Extraits d’une lettre du Dr Gendreau adressée à l’Honorable Louis-Alexandre Taschereau, 3 février 1922
Bibliothèque et Archives nationales du Québec. Interprété par Jean-Robert Bonneau.
Extrait d’une lettre du docteur Gendreau adressé au premier ministre du Québec Louis-Alexandre Taschereau afin de le convaincre d’investir dans la mise sur pied d’un Institut du radium :
Lettre adressée à l’Honorable L. A. Taschereau, Premier Ministre de la Province de Québec, le 3 février 1922 à Montréal.
Monsieur le Premier Ministre,
Permettez-moi d’apporter quelques éclaircissements aux doutes que vous exprimez dans votre aimable réponse du 30 janvier 1922.
J’expliquerai les raisons qui m’ont amené à renouveler cette année la demande d’un laboratoire du Radium, déjà favorablement accueillie l’an dernier.
La nécessité des laboratoires de recherches est reconnue dans le monde entier elle s’impose d’autant plus à un pays que celui-ci est plus pauvre.
Il est moins évident qu’il faille commencer par un laboratoire du Radium ; je l’ai cependant suggéré :
- Parce que le capital engagé dans cette expérience était en grande partie récupérable, et demeurait la propriété du gouvernement. Ce motif n’est pas contesté.
- Parce que dans ce champ, plus que dans aucun autre peut-être, les résultats auraient une importance scientifique et économique considérables. « Le contrôle de l’énergie du Radium ouvrira, sans nul doute, une ère nouvelle pour l’humanité. » Prof. Soddy d’Oxford. Le Gouvernement de l’Ontario donne une prime de vingt cinq à cinquante mille dollars pour la simple découverte de minerai radifère explicitable.

★ ★ ★

## Exploration du texte
a. Dans la lettre du docteur Gendreau, de quelle date est la réponse du premier ministre à laquelle il répond ?
b. Mettez à jour la lettre du docteur Gendreau : dans tout le passage qui va de « La nécessité des » jusqu'à « n’est pas contesté. », remplacez « capital » par « montant ».
c. Poursuivez la lettre du docteur Gendreau à partir de l'endroit où elle s'arrête.
Les lignes n'ont aucun lien avec la lettre du docteur Gendreau.

## Lignes fournies
★ ★ ★

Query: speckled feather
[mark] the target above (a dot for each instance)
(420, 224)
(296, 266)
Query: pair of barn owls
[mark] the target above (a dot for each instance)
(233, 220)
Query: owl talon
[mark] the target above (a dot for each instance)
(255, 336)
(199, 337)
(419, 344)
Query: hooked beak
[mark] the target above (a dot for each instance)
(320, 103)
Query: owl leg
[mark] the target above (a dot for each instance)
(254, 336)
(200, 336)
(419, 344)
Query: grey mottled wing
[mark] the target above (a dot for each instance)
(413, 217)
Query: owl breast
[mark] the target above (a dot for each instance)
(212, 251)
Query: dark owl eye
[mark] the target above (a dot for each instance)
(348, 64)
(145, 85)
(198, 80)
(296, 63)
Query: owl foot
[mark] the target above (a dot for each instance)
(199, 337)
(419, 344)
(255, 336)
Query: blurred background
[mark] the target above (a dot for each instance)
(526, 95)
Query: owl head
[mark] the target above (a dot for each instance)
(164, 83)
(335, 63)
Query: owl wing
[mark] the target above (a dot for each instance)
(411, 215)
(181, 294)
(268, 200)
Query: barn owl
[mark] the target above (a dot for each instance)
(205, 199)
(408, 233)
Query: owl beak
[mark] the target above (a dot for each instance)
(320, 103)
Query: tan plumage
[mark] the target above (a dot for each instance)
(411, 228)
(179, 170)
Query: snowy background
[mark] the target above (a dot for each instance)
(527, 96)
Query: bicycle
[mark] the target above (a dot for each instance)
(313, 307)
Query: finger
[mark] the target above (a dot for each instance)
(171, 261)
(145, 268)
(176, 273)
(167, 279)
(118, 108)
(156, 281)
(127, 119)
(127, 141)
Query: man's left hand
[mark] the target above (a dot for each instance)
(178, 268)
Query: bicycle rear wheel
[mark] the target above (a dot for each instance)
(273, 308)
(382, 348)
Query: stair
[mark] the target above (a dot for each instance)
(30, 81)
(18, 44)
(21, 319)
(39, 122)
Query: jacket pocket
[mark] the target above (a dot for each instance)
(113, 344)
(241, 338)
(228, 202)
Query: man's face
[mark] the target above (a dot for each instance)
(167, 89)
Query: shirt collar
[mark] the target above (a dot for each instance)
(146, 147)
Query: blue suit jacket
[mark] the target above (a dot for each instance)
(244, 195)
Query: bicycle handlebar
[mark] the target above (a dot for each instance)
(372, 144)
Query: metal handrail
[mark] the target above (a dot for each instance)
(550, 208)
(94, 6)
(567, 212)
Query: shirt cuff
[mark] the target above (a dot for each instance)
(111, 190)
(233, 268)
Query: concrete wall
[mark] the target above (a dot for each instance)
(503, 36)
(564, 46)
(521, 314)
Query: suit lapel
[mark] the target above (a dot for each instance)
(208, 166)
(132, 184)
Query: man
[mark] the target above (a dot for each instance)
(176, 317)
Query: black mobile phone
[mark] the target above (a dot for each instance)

★ ★ ★

## Réponses attendues
a. Du 30 janvier 1922.

b.
La nécessité des laboratoires de recherches est reconnue dans le monde entier elle s’impose d’autant plus à un pays que celui-ci est plus pauvre.
Il est moins évident qu’il faille commencer par un laboratoire du Radium ; je l’ai cependant suggéré :
- Parce que le montant engagé dans cette expérience était en grande partie récupérable, et demeurait la propriété du gouvernement. Ce motif n’est pas contesté.

c.
- Parce que pendant que le Radium servira aux recherches d’un rendement futur, son Émanation sera utilisée immédiatement dans nos Hôpitaux, qui en sont aujourd’hui absolument dépourvus, (Traitement du Cancer, Tuberculose, Fibrome, Goître etc.) […]
Si l’agent curateur spécifique n’est pas encore connu, il n’en faut pas moins employer tous les moyens à notre disposition pour enrayer le mal. Or le Radium est placé au nombre des agents curateurs par tous les médecins expérimentés, et au premier rang par beaucoup.
Je ne parle pas de ceux qui n’ont jamais employé de Radium ni étudié de cas où le Radium avait été scientifiquement utilisé, ni de ceux qui, ayant constaté un accident par faute de technique, ne voient plus que les dangers qui en découlent.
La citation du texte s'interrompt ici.